AIM OF THE TASK :: Beginning at the line that contains "Could you point out the wooden", transcribe the remaining lines of the listing exactly; include the final line and omit everything before.
━━━━━━
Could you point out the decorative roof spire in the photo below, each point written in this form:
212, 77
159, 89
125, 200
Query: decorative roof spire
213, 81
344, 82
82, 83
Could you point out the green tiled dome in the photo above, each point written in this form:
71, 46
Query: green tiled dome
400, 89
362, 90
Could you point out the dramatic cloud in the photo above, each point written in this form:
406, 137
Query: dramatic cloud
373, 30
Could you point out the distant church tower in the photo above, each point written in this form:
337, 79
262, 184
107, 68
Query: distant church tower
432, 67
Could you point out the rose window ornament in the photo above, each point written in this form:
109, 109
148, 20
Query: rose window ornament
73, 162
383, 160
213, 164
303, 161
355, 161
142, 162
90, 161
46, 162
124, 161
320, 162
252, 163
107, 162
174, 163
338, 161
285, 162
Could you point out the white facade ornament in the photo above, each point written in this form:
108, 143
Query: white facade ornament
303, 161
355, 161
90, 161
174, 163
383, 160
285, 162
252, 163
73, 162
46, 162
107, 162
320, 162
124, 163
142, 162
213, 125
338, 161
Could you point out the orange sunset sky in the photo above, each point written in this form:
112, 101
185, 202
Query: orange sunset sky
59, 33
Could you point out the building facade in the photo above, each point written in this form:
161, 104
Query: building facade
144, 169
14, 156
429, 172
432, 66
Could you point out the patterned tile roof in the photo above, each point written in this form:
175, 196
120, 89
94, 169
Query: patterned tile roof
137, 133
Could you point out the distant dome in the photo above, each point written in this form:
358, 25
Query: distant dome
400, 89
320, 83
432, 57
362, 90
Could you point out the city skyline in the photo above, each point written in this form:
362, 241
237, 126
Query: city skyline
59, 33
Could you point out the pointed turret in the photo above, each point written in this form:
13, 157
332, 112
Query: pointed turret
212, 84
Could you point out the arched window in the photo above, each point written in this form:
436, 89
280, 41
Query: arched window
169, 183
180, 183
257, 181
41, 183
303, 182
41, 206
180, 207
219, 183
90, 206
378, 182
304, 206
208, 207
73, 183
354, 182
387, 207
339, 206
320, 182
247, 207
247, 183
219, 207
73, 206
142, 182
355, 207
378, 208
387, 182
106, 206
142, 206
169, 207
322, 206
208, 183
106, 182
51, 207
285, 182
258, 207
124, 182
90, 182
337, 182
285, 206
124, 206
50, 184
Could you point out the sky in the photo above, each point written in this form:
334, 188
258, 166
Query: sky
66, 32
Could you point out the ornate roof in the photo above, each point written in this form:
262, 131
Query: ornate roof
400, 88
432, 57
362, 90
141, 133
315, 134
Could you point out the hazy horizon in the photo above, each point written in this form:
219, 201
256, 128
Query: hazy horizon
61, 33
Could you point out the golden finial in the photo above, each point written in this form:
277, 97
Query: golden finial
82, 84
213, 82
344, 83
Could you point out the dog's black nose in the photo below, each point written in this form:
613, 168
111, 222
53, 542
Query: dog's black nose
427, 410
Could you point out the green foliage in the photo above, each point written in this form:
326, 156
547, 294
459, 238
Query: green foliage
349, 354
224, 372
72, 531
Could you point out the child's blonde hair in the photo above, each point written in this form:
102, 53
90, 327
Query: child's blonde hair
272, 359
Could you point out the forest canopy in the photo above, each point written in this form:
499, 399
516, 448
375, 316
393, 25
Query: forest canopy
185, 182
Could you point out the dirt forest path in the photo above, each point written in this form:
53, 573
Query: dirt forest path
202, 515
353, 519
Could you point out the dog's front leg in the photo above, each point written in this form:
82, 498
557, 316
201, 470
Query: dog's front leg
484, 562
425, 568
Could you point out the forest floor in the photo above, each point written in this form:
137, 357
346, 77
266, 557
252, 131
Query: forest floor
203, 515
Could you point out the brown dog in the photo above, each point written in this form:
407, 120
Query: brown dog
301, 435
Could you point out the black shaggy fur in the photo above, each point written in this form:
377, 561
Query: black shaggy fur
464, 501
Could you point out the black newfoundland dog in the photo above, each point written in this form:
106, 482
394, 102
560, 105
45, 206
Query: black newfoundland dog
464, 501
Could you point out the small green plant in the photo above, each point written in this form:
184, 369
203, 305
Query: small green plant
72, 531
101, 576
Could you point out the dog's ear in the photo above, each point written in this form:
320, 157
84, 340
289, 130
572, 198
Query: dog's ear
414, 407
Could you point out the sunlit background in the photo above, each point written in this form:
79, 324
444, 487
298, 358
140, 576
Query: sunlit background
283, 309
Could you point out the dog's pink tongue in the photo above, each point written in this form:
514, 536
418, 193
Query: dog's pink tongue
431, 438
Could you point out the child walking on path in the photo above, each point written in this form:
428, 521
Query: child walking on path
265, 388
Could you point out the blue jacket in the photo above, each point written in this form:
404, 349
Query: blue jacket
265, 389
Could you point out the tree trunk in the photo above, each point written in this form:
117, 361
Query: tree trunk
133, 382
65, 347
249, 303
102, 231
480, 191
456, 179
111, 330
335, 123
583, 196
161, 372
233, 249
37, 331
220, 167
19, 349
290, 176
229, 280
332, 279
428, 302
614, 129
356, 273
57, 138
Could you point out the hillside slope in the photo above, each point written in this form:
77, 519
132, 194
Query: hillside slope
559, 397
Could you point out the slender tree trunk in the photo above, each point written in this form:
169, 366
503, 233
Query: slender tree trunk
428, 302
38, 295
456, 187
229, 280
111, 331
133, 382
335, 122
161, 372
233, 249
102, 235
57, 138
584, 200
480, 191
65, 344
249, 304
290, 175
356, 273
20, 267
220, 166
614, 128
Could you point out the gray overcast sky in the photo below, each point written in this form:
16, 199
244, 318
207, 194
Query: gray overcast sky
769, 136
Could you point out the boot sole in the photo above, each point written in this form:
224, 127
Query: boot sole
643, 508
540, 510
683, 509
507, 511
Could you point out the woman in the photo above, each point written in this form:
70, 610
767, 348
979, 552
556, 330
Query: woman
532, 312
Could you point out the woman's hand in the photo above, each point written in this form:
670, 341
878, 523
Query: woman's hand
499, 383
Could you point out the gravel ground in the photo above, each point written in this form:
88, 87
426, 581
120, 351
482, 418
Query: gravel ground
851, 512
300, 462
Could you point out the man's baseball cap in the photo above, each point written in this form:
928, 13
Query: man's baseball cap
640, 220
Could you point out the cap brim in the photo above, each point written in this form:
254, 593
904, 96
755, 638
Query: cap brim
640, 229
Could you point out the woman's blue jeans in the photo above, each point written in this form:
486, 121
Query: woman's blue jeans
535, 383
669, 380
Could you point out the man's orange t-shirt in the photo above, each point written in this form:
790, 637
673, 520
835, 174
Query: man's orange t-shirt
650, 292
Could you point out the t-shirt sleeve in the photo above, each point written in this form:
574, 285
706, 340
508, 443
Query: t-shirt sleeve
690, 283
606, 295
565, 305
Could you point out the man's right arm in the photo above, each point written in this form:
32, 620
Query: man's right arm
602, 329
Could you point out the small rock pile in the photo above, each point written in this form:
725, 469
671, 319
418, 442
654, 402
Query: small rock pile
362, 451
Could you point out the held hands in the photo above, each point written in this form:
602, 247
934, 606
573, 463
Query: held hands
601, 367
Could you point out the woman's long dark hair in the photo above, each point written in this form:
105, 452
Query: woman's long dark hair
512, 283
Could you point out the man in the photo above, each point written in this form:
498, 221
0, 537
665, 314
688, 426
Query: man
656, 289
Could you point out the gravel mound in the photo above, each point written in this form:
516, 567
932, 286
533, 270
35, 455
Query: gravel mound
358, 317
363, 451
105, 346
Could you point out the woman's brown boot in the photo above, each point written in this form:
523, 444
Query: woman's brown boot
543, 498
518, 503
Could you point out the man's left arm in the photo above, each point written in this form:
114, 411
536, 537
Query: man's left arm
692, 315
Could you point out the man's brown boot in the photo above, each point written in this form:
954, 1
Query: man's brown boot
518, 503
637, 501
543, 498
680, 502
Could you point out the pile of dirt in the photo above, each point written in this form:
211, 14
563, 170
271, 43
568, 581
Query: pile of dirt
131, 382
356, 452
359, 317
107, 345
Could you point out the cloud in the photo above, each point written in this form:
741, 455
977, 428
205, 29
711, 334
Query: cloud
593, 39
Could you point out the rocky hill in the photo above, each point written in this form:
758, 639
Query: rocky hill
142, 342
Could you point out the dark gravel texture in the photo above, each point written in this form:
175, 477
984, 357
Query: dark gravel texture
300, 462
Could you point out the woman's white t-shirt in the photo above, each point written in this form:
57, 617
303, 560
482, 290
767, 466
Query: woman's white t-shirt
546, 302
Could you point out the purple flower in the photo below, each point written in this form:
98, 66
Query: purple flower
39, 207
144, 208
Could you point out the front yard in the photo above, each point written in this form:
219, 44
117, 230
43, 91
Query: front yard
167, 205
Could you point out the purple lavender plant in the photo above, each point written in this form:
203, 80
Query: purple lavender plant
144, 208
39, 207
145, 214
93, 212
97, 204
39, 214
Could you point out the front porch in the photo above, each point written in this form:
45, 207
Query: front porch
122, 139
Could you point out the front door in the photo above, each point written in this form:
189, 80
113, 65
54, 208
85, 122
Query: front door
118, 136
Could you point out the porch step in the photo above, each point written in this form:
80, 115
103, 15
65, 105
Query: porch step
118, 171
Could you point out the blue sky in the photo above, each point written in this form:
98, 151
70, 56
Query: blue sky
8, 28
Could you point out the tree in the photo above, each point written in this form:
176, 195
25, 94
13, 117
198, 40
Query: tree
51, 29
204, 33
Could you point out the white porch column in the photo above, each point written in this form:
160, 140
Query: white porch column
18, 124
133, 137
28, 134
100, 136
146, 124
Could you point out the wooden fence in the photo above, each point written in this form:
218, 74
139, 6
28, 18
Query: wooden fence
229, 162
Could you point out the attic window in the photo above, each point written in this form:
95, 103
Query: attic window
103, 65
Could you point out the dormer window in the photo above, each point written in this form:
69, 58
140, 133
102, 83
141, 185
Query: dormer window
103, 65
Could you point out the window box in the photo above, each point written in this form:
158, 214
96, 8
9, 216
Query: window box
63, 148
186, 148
━━━━━━
FINISHED EXERCISE ::
Could you point out the wooden fence in the photo above, each point written in this form:
218, 74
139, 6
28, 18
Query: wooden fence
229, 162
Could you point out the attic window in the photo above, each point written in this form:
95, 103
Query: attic window
103, 65
Could you point out the dormer window in the photo above, each point written in this form:
69, 58
140, 133
102, 83
141, 185
Query: dormer window
103, 65
Could you point out the window box in the photo above, each point written in this form:
158, 214
96, 8
9, 216
Query: window box
63, 148
186, 148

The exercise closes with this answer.